■ Task statement
Please copy the skunk story below word for word, everything from "Once a week, every" down to "wife and I did.".
>> BEGIN Quoted text
Once a week, every week, my entire extended family gets together for an evening to have dinner and catch up on each other’s lives. It’s been going on for years and there is no sign of the practice slowing down in the foreseeable future. This is not the topic of today’s blog; it is merely the setting.
Recently, we were all gathered for the “Family Night Dinner,” at one of my wife’s cousin’s homes. My daughters, EM1 and EM2, had driven there separately so they had their own car. At the end of the meal, we all said our goodbyes and left to drive home. EM1 and EM2 arrived at the house a few minutes before my wife and I did.
EM1 was standing outside her car, looking underneath the vehicle and making several utterances of distress. EM2 saw us pull into the driveway and gleefully announced:
“EM1 ran over a skunk!”
It was about this time that the smell reached me. Yup. She had indeed run over a skunk, and its farewell calling card was all around us.
“It wasn’t my fault!” my oldest told me. “It ran out in front of me and I didn’t have time to stop. I think it did it on purpose.”
>> END Quoted text
>> BEGIN Extracted records
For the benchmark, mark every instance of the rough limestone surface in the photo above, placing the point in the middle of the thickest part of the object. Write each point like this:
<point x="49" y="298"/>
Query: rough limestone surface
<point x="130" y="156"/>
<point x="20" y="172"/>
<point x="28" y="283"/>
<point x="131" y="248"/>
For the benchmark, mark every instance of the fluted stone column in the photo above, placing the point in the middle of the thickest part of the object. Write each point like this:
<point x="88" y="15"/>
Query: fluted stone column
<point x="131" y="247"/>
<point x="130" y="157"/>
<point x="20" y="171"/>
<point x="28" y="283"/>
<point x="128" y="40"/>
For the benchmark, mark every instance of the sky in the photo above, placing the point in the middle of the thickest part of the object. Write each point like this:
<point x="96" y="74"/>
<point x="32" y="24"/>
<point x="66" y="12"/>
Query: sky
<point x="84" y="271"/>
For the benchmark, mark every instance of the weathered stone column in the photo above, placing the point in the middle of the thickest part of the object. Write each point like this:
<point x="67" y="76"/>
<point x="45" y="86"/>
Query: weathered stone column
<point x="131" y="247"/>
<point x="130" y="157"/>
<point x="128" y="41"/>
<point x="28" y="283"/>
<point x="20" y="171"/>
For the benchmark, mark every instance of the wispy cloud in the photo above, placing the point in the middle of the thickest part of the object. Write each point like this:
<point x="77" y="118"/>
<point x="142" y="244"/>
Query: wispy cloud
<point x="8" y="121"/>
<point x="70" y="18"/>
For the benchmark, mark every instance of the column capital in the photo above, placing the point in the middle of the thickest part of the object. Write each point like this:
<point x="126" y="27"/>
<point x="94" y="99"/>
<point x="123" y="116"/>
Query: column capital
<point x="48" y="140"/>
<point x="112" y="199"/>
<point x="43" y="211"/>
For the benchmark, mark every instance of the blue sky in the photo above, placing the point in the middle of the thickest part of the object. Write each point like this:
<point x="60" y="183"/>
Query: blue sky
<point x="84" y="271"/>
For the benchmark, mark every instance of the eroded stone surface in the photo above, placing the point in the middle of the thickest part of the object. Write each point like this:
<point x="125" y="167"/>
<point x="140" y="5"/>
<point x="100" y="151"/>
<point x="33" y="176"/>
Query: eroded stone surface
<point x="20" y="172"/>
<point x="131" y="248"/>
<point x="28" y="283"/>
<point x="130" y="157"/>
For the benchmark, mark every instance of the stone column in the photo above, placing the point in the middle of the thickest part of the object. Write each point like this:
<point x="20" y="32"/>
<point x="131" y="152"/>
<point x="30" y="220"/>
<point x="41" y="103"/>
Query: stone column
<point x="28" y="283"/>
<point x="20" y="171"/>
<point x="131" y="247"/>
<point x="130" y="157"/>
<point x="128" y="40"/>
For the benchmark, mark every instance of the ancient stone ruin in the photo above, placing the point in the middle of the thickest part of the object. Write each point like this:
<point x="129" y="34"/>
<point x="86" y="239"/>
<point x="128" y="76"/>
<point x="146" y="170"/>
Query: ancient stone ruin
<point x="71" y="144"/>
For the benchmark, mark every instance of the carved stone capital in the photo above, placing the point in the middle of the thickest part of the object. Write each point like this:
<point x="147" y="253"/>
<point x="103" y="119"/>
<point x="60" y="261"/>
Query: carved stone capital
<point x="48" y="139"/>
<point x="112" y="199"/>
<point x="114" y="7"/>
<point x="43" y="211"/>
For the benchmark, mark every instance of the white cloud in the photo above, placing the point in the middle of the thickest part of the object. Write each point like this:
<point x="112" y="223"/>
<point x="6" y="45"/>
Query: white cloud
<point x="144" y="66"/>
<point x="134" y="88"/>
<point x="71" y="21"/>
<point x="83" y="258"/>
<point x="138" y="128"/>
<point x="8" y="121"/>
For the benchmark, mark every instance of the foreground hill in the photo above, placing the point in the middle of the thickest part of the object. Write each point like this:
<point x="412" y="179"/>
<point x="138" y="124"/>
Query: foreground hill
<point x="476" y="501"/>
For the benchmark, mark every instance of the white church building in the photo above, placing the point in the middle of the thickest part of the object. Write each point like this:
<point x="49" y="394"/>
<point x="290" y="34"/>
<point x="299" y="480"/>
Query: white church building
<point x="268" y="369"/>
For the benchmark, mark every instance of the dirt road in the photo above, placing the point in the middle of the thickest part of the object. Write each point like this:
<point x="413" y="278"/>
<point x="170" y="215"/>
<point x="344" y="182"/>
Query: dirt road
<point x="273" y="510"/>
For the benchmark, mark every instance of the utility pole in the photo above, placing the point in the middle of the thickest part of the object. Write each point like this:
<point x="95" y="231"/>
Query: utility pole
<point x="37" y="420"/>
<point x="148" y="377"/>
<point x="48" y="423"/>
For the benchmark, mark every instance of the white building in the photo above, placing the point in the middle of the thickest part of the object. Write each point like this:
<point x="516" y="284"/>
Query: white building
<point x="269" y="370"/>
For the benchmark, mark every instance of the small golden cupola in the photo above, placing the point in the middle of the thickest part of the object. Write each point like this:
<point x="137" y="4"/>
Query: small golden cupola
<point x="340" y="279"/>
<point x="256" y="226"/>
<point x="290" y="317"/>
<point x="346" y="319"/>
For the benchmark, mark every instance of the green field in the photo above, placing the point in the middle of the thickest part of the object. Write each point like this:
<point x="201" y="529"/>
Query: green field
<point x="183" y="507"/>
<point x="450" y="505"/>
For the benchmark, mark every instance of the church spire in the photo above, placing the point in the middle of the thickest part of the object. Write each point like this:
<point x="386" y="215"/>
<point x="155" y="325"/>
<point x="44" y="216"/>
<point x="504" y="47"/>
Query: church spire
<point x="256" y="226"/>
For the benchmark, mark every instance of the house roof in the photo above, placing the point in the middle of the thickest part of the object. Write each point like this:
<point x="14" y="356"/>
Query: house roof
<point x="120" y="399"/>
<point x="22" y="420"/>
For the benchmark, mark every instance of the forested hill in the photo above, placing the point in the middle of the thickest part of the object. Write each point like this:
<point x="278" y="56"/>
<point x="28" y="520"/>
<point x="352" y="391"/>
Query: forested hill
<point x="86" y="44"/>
>> END Extracted records
■ Task solution
Once a week, every week, my entire extended family gets together for an evening to have dinner and catch up on each other’s lives. It’s been going on for years and there is no sign of the practice slowing down in the foreseeable future. This is not the topic of today’s blog; it is merely the setting.
Recently, we were all gathered for the “Family Night Dinner,” at one of my wife’s cousin’s homes. My daughters, EM1 and EM2, had driven there separately so they had their own car. At the end of the meal, we all said our goodbyes and left to drive home. EM1 and EM2 arrived at the house a few minutes before my wife and I did.